- _Exercise directions_
Reproduce verbatim the lines of the material below, beginning with the line that contains "If you could spot the red jacket" and continuing through the line that contains "column 198, row 9", both included.

- _Supplied information_
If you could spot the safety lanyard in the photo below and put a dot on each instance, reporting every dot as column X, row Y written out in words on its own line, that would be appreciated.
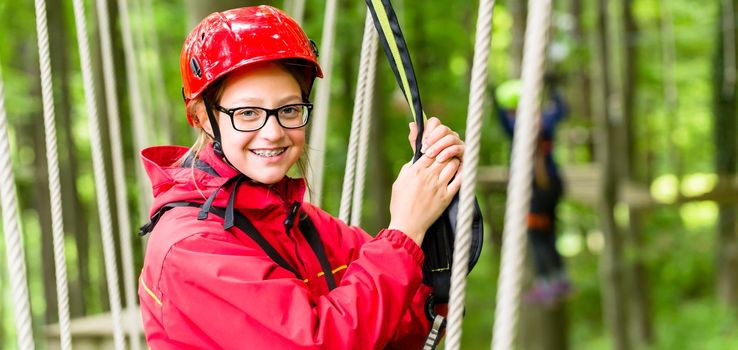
column 436, row 244
column 390, row 34
column 307, row 228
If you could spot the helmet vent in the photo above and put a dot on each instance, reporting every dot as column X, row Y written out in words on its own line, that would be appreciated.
column 314, row 47
column 195, row 67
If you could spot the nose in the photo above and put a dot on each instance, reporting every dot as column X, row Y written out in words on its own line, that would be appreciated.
column 272, row 130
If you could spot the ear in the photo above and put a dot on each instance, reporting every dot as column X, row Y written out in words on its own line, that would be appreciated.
column 201, row 118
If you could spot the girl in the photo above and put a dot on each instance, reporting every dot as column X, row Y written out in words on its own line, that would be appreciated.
column 236, row 259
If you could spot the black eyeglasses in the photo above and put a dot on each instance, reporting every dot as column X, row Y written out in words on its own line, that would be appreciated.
column 292, row 116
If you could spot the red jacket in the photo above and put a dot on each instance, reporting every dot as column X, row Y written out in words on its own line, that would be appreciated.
column 204, row 287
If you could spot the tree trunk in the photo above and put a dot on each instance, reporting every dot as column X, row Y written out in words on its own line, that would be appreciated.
column 724, row 92
column 640, row 306
column 611, row 264
column 198, row 9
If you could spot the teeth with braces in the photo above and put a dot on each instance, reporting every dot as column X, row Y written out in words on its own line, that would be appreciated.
column 269, row 153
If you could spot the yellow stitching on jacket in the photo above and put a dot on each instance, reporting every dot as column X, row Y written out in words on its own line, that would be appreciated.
column 149, row 291
column 342, row 267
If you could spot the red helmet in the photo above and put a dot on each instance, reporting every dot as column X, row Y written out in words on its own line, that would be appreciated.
column 225, row 41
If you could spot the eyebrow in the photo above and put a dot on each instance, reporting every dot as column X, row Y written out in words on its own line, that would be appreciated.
column 258, row 101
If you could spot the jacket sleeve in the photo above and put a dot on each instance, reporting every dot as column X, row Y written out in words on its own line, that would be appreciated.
column 260, row 305
column 414, row 325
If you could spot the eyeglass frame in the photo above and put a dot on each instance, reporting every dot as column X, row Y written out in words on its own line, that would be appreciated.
column 270, row 112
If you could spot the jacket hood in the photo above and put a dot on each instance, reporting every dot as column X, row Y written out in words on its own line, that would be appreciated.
column 172, row 182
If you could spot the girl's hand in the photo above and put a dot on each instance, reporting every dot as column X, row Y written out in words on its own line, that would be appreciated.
column 424, row 190
column 438, row 140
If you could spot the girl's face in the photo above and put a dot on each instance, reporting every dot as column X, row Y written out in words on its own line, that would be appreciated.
column 264, row 155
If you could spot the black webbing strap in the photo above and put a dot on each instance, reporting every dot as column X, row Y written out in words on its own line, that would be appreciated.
column 311, row 236
column 390, row 35
column 439, row 239
column 240, row 221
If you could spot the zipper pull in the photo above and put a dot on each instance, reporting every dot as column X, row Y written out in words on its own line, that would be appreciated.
column 291, row 215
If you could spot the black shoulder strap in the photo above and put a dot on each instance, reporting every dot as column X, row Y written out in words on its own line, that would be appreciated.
column 240, row 221
column 311, row 236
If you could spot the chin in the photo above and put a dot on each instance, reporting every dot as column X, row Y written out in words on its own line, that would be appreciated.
column 267, row 179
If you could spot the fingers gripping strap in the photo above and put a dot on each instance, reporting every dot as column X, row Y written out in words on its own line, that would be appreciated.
column 390, row 34
column 431, row 341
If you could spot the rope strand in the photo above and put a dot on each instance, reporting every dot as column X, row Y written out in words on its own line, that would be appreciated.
column 521, row 176
column 366, row 124
column 474, row 120
column 121, row 199
column 52, row 158
column 13, row 239
column 322, row 101
column 106, row 229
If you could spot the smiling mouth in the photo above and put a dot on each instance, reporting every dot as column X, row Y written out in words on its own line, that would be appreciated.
column 268, row 153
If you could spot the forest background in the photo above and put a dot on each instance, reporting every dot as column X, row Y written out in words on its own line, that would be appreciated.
column 652, row 92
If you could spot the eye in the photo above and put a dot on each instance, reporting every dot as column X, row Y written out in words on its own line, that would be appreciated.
column 247, row 113
column 289, row 110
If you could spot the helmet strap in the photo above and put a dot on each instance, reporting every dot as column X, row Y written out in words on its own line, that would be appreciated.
column 217, row 144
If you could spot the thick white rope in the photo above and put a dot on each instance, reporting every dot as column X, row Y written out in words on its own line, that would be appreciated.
column 474, row 121
column 162, row 108
column 52, row 159
column 13, row 239
column 140, row 136
column 353, row 147
column 322, row 100
column 366, row 126
column 521, row 176
column 106, row 227
column 121, row 199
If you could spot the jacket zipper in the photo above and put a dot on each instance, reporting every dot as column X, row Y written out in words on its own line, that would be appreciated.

- _Final result_
If you could spot the red jacket in the photo above and put a dot on each instance, reporting every dot as column X, row Y written out in words on its own line, that would be appreciated.
column 204, row 287
If you could spot the tree trunk in the photo above and put a dot on each instance, reporting every dot as column X, row Y written out in words on its own line, that would be appreciated.
column 724, row 92
column 640, row 306
column 611, row 264
column 198, row 9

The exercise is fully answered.